**What to do:**
1. Which navigation links appear in brackets at the top of the mailing-list message header?
2. Can you quote the stretch of rows from the line containing "Where can you see the straw" through the end of the rows, word for word?

**Provided text:**
---+---
[<prev] [next>] [<thread-prev] [day] [month] [year] [list]
Message-ID: <401ade79-f548-6e19-b12b-f2a22c5b525c@huawei.com>
Date: Wed, 20 Feb 2019 16:32:54 +0800
From: maowenan <maowenan@...wei.com>
To: Tom Herbert <tom@...bertland.com>
CC: Linux Kernel Network Developers <netdev@...r.kernel.org>,
"David S. Miller" <davem@...emloft.net>,
Eric Dumazet <edumazet@...gle.com>
Subject: Re: [PATCH net-next] net: udp Allow CHECKSUM_UNNECESSARY packets to
do GRO.
---+---
**Extracted records:**
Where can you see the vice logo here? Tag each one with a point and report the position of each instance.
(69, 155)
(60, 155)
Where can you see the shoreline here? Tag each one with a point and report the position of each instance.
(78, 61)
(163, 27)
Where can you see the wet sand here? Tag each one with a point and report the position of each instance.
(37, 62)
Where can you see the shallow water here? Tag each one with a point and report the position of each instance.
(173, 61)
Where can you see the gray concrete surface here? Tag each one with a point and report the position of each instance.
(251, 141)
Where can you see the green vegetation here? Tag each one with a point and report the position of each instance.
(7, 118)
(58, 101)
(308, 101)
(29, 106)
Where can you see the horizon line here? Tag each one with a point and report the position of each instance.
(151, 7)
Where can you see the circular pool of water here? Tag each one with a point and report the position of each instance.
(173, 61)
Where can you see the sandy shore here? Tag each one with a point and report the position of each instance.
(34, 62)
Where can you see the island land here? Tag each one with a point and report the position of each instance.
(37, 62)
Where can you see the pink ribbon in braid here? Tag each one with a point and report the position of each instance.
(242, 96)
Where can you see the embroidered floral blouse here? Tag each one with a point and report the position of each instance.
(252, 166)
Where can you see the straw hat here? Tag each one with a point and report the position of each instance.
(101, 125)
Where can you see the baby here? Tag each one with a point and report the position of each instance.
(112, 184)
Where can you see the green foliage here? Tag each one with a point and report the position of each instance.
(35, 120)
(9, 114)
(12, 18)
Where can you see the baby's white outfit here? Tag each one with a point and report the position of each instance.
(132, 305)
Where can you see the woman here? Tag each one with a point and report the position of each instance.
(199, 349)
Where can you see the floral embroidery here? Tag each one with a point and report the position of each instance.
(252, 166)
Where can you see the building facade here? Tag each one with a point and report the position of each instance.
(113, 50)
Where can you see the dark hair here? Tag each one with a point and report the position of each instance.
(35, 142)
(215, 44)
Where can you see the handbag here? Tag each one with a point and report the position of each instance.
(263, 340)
---+---
**Expected responses:**
1. prev, next, thread-prev, day, month, year, list

2.
Where can you see the straw hat here? Tag each one with a point and report the position of each instance.
(101, 125)
Where can you see the baby here? Tag each one with a point and report the position of each instance.
(112, 184)
Where can you see the green foliage here? Tag each one with a point and report the position of each instance.
(35, 120)
(9, 114)
(12, 18)
Where can you see the baby's white outfit here? Tag each one with a point and report the position of each instance.
(132, 305)
Where can you see the woman here? Tag each one with a point and report the position of each instance.
(199, 349)
Where can you see the floral embroidery here? Tag each one with a point and report the position of each instance.
(252, 166)
Where can you see the building facade here? Tag each one with a point and report the position of each instance.
(113, 50)
Where can you see the dark hair here? Tag each one with a point and report the position of each instance.
(35, 142)
(215, 44)
Where can you see the handbag here? Tag each one with a point and report the position of each instance.
(263, 340)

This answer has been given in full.